:: Rows

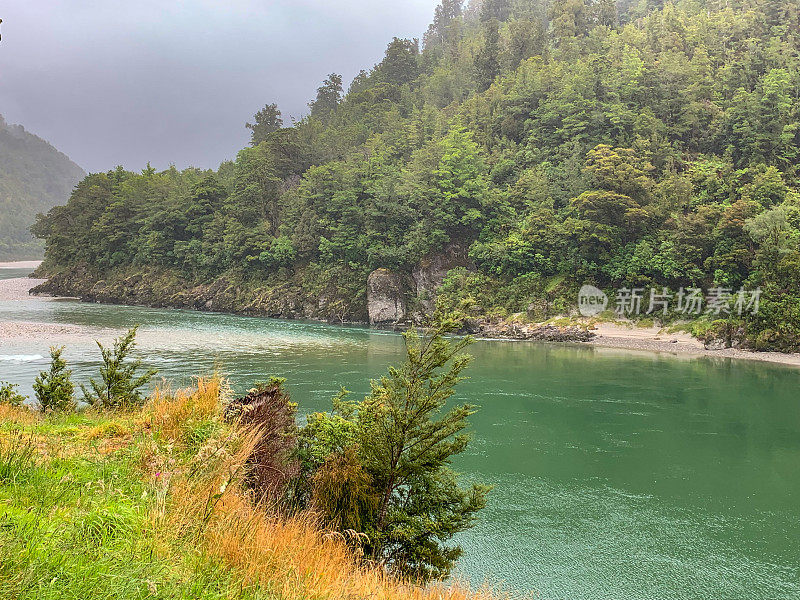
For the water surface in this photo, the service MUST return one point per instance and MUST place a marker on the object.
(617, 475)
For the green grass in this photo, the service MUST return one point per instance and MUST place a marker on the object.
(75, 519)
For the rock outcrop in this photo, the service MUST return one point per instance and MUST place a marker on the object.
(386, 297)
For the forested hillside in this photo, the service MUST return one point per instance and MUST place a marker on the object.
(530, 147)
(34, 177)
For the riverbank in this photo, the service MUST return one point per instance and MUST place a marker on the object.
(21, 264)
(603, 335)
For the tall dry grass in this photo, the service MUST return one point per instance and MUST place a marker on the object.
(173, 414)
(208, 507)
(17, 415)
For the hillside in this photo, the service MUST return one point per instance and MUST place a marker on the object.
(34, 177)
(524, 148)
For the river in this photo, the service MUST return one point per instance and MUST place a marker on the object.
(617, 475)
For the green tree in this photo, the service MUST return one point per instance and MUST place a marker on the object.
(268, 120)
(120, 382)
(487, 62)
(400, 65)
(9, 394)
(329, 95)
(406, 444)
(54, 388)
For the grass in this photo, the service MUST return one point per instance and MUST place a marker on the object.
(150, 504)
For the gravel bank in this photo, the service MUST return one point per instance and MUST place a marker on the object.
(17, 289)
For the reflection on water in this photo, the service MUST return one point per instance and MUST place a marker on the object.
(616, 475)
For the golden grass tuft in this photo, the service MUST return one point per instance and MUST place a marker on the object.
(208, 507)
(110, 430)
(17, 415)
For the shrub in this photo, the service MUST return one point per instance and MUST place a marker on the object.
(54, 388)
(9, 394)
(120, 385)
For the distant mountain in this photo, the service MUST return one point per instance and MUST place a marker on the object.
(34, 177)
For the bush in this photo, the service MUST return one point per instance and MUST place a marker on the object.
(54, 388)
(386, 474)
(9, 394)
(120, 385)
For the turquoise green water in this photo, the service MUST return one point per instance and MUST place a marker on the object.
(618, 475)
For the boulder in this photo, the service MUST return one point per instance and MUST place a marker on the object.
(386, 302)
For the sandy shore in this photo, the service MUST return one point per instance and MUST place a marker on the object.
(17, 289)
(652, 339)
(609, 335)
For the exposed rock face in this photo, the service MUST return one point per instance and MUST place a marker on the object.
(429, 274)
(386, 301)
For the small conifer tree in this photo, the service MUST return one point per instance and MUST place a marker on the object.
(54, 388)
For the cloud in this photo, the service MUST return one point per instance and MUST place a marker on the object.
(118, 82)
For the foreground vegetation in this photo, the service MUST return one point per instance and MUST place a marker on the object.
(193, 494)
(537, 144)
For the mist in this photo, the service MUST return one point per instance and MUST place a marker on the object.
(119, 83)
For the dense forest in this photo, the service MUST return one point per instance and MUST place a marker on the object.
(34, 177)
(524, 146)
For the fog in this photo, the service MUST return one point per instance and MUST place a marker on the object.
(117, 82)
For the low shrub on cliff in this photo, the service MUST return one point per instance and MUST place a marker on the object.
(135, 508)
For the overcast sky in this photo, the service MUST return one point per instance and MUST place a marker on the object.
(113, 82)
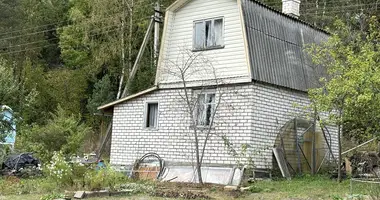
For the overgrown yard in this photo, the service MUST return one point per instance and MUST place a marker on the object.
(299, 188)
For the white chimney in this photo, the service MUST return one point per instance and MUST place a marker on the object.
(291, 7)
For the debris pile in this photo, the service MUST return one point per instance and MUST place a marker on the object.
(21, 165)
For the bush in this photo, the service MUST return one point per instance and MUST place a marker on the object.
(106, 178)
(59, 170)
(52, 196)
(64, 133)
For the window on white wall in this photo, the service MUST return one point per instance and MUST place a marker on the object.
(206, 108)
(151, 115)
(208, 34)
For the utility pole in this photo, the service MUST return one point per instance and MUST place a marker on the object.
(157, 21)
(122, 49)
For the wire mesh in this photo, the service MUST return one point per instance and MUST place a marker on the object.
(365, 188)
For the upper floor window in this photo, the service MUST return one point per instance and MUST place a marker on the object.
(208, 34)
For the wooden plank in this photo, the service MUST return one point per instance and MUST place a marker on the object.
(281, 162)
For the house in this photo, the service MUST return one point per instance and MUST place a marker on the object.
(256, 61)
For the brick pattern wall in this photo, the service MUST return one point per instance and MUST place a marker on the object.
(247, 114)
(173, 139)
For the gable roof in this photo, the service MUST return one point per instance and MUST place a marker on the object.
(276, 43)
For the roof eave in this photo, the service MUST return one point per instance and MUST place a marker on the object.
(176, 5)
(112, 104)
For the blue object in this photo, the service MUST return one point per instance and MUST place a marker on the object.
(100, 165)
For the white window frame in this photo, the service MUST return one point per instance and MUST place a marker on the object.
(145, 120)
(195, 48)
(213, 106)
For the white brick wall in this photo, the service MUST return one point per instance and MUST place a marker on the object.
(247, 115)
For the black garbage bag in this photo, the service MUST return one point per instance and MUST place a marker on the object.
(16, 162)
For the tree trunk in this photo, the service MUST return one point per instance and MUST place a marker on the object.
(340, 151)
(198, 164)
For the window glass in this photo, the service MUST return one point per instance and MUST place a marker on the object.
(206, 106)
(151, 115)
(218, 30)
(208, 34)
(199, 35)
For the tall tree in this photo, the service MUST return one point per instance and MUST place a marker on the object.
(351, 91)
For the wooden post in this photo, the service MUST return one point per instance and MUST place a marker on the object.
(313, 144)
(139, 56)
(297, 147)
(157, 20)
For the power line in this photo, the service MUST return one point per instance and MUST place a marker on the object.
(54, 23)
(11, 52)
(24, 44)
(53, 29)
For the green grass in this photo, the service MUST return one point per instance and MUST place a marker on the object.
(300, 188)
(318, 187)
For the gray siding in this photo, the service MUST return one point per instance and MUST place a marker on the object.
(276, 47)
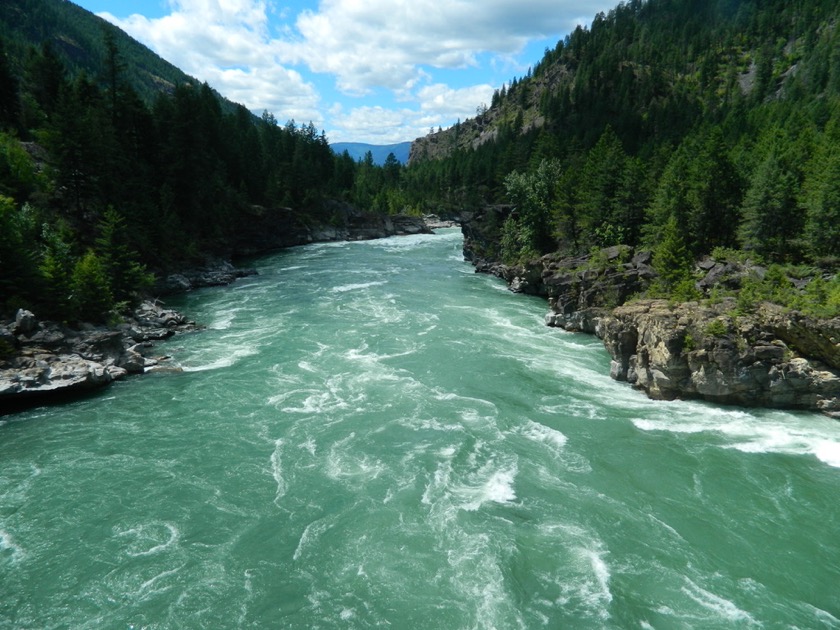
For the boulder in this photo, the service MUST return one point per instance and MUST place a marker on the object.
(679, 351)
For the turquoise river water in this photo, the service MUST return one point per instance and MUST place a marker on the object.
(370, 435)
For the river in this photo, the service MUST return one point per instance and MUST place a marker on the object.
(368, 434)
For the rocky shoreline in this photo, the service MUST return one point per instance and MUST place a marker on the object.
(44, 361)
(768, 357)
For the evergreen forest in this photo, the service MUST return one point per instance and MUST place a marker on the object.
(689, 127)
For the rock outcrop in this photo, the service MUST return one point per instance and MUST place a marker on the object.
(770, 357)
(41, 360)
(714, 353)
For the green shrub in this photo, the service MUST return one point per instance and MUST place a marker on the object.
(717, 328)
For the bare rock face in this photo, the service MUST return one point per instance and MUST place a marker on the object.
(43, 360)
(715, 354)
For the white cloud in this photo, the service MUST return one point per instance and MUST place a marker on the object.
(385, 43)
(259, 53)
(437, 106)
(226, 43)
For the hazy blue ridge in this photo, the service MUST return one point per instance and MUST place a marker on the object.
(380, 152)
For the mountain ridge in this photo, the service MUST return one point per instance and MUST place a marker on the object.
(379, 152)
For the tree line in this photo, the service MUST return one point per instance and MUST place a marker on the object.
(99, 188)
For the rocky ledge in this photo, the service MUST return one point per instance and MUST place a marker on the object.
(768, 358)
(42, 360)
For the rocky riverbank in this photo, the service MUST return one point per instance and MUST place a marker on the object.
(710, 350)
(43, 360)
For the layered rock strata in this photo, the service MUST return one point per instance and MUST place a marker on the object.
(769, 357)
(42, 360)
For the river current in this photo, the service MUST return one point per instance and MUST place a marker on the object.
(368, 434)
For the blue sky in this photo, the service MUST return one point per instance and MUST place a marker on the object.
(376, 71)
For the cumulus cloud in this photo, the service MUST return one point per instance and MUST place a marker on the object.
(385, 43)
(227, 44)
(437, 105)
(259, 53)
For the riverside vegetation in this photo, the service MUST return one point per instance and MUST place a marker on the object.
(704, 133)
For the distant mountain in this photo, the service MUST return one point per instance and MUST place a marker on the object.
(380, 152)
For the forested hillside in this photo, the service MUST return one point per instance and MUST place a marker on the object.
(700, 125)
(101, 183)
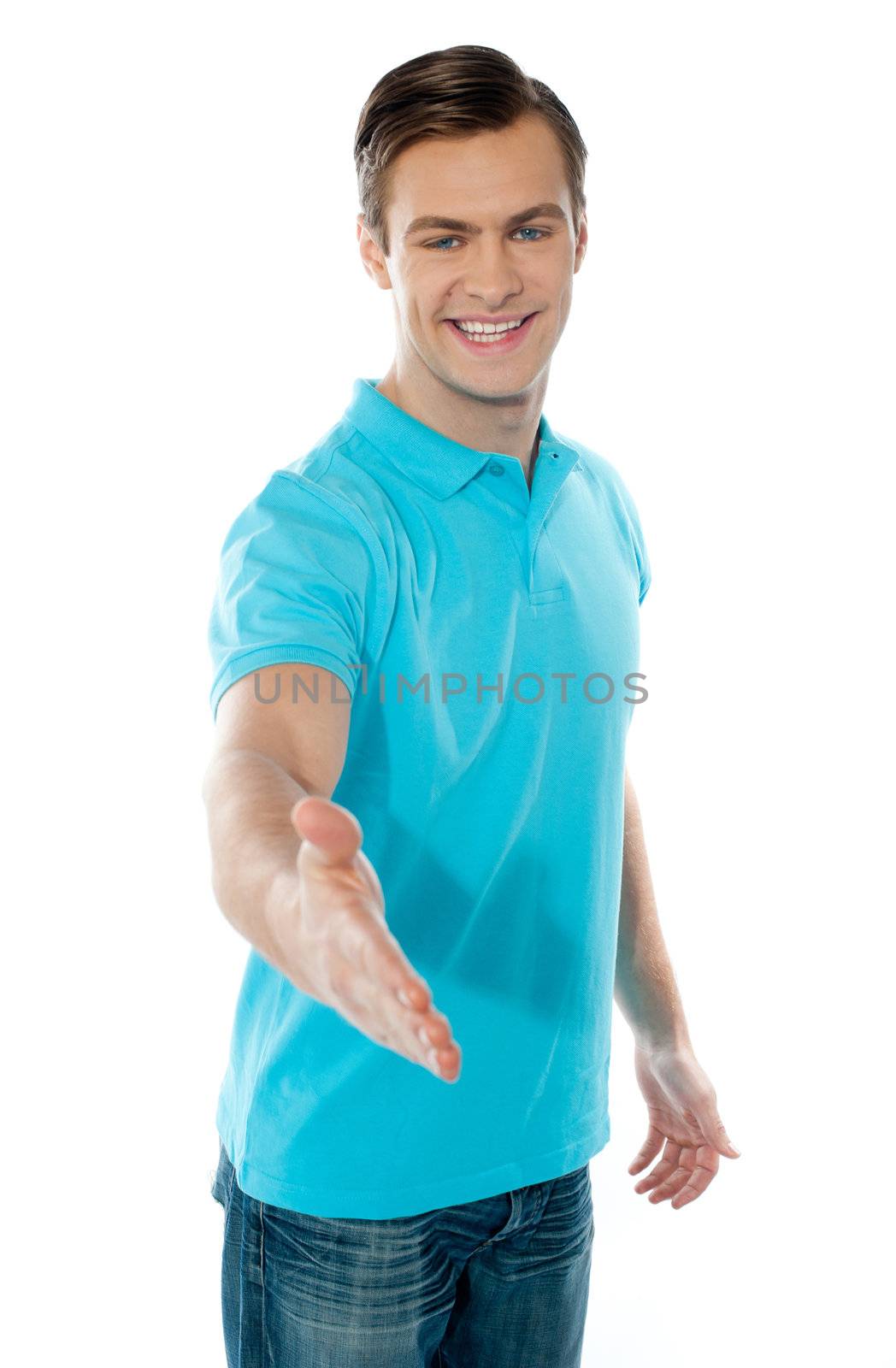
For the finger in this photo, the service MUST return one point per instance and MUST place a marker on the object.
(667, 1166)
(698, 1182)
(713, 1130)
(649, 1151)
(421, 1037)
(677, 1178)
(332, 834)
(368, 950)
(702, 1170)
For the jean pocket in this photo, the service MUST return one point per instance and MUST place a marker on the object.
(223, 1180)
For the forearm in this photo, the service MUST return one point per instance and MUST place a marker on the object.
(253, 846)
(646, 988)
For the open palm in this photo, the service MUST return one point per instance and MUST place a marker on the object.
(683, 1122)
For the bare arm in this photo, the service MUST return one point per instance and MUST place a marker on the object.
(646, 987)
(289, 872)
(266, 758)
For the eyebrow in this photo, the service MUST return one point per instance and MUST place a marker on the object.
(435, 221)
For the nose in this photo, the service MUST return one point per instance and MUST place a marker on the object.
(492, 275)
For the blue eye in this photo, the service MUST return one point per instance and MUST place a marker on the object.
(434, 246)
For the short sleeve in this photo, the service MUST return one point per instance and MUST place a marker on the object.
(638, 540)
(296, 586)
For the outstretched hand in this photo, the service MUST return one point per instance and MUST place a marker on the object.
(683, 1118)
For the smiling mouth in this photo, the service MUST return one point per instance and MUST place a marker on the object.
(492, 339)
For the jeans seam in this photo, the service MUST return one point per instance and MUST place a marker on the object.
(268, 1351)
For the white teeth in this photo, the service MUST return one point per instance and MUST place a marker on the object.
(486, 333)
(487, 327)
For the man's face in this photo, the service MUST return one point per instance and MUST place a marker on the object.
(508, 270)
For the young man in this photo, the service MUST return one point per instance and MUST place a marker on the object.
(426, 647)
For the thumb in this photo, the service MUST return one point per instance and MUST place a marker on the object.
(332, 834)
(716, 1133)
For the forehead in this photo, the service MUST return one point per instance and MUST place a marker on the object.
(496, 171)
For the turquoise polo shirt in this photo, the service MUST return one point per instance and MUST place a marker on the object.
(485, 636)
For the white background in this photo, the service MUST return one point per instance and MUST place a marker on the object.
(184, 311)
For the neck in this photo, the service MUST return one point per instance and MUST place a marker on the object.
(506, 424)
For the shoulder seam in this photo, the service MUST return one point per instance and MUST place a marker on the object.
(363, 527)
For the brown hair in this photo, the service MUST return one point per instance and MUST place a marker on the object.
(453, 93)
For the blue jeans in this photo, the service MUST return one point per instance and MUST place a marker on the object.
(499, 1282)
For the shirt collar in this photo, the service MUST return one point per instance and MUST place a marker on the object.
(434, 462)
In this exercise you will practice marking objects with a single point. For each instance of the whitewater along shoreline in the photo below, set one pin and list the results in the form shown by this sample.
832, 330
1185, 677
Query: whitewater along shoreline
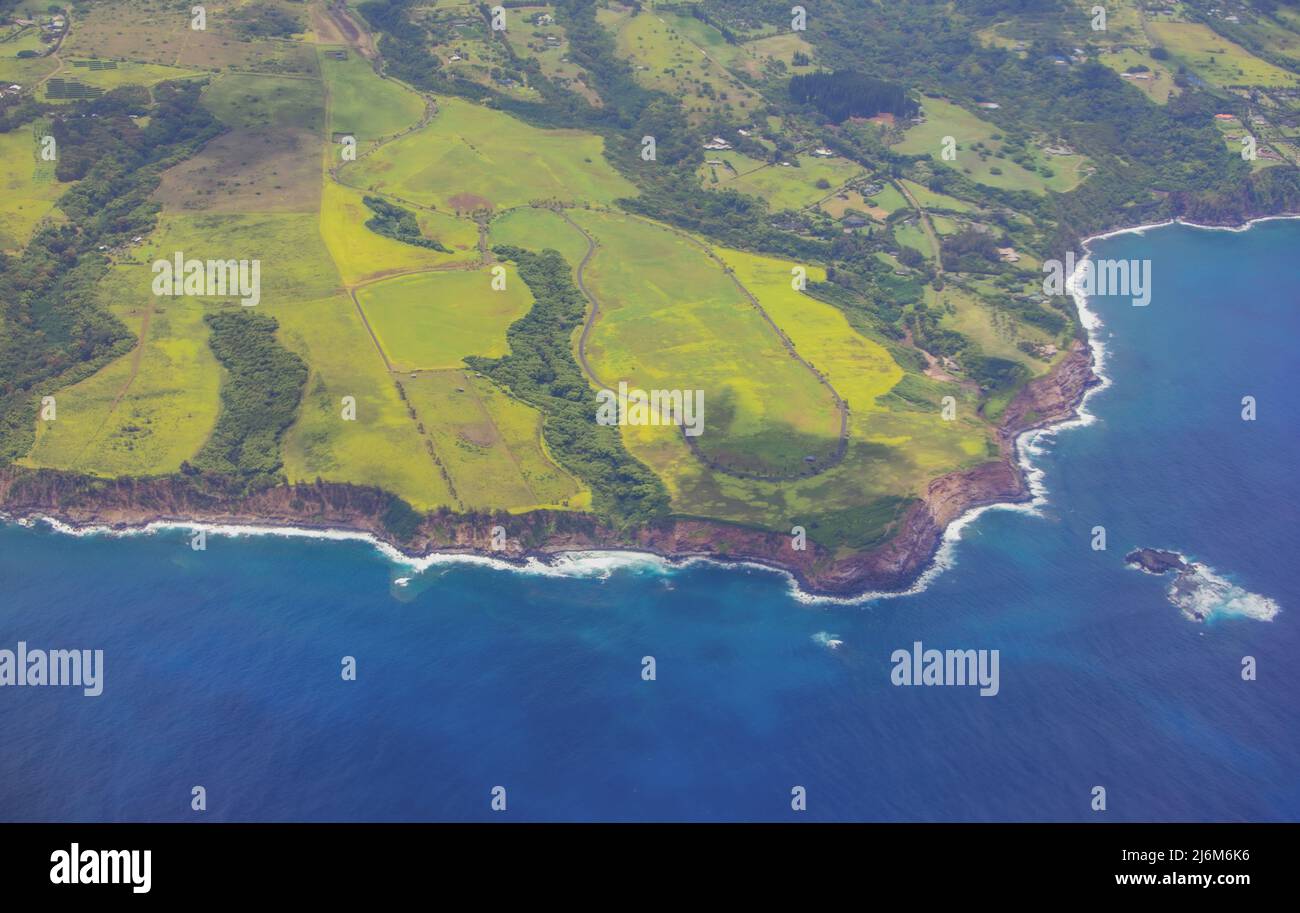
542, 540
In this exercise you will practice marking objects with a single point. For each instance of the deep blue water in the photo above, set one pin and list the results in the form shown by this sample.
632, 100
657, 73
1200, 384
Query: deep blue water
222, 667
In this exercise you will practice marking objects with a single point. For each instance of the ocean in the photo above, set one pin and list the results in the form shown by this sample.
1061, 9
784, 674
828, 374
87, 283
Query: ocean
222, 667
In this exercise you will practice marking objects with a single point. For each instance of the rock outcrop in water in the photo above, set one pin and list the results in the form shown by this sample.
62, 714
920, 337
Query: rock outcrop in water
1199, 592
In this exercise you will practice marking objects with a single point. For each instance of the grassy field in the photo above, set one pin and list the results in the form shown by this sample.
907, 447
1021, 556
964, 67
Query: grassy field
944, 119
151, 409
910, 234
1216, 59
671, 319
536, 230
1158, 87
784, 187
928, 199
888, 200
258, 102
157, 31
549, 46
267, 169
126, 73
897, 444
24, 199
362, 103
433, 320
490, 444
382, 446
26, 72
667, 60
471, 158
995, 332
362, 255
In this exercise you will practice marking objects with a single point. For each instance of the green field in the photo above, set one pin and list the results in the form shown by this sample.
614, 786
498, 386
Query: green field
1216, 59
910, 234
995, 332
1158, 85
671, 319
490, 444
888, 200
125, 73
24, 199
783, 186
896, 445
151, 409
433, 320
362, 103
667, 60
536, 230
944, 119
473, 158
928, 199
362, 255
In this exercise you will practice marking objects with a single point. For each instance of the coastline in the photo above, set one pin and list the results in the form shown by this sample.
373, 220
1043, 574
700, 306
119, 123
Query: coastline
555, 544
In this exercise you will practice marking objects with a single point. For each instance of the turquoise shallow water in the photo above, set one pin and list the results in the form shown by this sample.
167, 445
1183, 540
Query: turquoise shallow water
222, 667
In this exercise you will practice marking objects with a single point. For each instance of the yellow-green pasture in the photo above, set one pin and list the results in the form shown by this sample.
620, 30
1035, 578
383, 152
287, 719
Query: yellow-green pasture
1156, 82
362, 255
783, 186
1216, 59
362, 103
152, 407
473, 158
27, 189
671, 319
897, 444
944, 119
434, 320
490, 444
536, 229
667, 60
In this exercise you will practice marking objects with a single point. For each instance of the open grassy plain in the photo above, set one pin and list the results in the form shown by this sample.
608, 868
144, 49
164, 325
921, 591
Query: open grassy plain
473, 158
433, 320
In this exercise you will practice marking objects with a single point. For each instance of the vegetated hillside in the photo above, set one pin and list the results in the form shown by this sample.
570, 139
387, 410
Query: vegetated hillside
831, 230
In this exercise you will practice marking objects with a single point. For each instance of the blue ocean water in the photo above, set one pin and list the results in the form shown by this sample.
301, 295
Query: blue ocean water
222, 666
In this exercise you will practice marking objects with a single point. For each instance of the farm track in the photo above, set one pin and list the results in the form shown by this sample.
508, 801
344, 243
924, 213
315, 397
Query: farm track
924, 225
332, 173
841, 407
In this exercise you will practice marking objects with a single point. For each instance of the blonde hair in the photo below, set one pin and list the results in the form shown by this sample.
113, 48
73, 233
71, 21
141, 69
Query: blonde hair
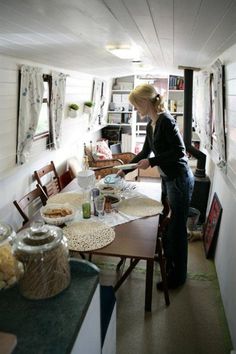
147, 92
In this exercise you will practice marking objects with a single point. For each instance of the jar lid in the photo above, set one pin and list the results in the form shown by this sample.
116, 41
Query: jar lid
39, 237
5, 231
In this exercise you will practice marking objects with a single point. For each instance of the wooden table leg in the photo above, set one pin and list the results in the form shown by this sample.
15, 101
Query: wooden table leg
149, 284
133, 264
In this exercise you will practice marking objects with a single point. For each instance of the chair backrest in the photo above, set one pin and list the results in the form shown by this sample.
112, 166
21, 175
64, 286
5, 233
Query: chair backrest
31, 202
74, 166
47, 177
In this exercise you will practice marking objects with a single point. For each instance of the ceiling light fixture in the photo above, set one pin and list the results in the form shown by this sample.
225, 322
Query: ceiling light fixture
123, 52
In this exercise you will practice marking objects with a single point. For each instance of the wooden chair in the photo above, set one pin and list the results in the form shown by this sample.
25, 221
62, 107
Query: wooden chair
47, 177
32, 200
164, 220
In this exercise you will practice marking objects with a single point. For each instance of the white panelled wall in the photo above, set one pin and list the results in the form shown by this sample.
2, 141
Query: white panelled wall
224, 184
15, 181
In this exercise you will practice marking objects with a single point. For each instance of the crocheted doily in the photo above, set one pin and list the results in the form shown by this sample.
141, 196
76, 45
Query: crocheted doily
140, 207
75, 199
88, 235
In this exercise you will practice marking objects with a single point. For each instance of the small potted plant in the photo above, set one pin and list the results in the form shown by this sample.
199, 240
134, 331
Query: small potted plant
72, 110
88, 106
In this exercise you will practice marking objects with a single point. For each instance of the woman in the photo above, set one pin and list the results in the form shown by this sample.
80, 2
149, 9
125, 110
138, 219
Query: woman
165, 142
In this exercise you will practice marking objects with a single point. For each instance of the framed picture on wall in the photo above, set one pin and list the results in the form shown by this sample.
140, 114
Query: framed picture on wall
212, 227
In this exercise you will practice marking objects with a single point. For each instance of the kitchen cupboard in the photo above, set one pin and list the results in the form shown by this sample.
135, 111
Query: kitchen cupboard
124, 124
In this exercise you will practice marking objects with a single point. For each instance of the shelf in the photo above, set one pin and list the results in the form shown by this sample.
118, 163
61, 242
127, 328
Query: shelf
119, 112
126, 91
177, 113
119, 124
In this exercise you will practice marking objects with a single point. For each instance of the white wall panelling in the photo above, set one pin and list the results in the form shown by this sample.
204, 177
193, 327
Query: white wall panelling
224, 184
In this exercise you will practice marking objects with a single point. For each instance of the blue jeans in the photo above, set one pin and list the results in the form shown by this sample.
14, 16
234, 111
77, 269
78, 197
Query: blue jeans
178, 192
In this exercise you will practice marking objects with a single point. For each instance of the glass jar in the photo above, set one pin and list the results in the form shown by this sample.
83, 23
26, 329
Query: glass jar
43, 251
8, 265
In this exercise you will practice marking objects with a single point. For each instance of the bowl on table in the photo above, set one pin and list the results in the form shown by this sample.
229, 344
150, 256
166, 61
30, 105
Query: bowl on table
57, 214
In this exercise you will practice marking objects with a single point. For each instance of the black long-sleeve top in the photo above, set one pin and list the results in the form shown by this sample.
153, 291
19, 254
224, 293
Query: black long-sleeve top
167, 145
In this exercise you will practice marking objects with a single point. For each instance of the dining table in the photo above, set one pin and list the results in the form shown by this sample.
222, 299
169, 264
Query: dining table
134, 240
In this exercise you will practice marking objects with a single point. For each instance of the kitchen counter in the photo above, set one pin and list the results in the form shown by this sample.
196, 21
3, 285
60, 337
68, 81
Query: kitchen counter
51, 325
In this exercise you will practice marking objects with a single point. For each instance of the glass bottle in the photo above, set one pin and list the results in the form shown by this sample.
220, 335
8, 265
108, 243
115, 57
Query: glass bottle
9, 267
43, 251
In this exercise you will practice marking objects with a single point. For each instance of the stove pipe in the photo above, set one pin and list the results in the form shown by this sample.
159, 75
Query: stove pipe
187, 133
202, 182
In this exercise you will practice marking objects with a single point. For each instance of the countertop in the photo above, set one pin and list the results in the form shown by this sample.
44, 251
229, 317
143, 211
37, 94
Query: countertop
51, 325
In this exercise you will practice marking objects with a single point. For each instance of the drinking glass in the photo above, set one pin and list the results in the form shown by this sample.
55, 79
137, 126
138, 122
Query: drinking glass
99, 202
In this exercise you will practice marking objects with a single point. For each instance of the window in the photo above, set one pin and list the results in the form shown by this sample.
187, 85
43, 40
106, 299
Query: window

::::

#### [Task statement]
Take the line with "of the stove" and all lines after it through the end of the records, and write them out exactly; include nothing else.

#### [Correct result]
In this exercise you will practice marking objects with a single point. For each instance of the stove pipe in the photo above, set one pin and list the results in the form shown by this sample.
159, 75
Query: stove pipe
187, 133
202, 182
In this exercise you will practice marking objects with a single point. For each instance of the countertop in the photo above, set one pin and list the results in the form shown by this sample.
44, 251
229, 317
143, 211
37, 94
Query: countertop
51, 325
In this exercise you will practice marking objects with a single point. For each instance of the drinking glass in the photo above, set one pin and list the results in the form shown by this sample.
55, 79
137, 126
138, 122
Query: drinking glass
99, 202
In this exercise you will practice marking objects with a single point. For each instance of the window in the photo above, set one pin and list the results in the form shown by this sample.
187, 85
43, 40
106, 299
Query: window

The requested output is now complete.